What is needed — Extract the lines of the records below verbatim, starting at the line that contains "Where can you see the leafy" and ending at the last line of the records, with both of those lines included.

Point-based annotation records:
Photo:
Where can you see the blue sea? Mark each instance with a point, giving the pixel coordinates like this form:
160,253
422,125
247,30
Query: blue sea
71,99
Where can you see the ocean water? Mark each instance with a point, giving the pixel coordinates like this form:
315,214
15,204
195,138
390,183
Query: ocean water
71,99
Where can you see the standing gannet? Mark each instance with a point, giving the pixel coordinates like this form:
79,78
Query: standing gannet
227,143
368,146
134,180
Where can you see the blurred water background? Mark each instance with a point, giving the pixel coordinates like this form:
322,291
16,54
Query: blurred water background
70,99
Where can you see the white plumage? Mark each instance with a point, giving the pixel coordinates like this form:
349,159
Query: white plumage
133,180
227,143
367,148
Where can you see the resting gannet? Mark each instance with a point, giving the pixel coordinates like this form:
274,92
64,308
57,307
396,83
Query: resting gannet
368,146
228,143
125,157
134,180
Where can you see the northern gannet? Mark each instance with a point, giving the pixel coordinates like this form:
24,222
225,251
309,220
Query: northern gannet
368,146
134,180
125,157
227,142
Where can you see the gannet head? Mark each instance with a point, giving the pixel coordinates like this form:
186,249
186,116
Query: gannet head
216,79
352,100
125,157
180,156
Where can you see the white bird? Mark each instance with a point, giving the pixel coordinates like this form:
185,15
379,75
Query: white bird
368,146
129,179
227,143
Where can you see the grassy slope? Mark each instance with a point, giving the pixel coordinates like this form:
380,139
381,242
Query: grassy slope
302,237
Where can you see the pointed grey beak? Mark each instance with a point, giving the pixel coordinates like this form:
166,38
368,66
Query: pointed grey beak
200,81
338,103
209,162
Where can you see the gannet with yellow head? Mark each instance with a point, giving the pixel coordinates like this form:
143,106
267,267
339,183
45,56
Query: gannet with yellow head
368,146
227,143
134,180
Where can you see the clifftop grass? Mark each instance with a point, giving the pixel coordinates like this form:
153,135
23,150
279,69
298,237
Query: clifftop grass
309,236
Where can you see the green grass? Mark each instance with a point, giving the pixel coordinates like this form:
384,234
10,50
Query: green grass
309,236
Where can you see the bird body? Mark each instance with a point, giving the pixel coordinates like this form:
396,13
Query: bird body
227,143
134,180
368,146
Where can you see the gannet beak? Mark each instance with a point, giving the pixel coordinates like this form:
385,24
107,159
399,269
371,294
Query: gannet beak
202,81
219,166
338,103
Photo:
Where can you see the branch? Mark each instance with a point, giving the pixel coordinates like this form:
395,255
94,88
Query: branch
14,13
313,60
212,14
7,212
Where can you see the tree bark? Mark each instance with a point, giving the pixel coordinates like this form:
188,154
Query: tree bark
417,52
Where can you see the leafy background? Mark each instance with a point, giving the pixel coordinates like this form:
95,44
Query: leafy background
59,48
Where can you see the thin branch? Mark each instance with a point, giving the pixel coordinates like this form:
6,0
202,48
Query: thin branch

Reply —
Where can you see the leafy background? Mark each instance with a point, giving the pixel coordinates like this form:
95,44
Query: leafy background
59,48
Where can you see the thin branch? Mark each instance with a point, giving the pixel coordinates like this form:
6,0
202,48
Query: thin branch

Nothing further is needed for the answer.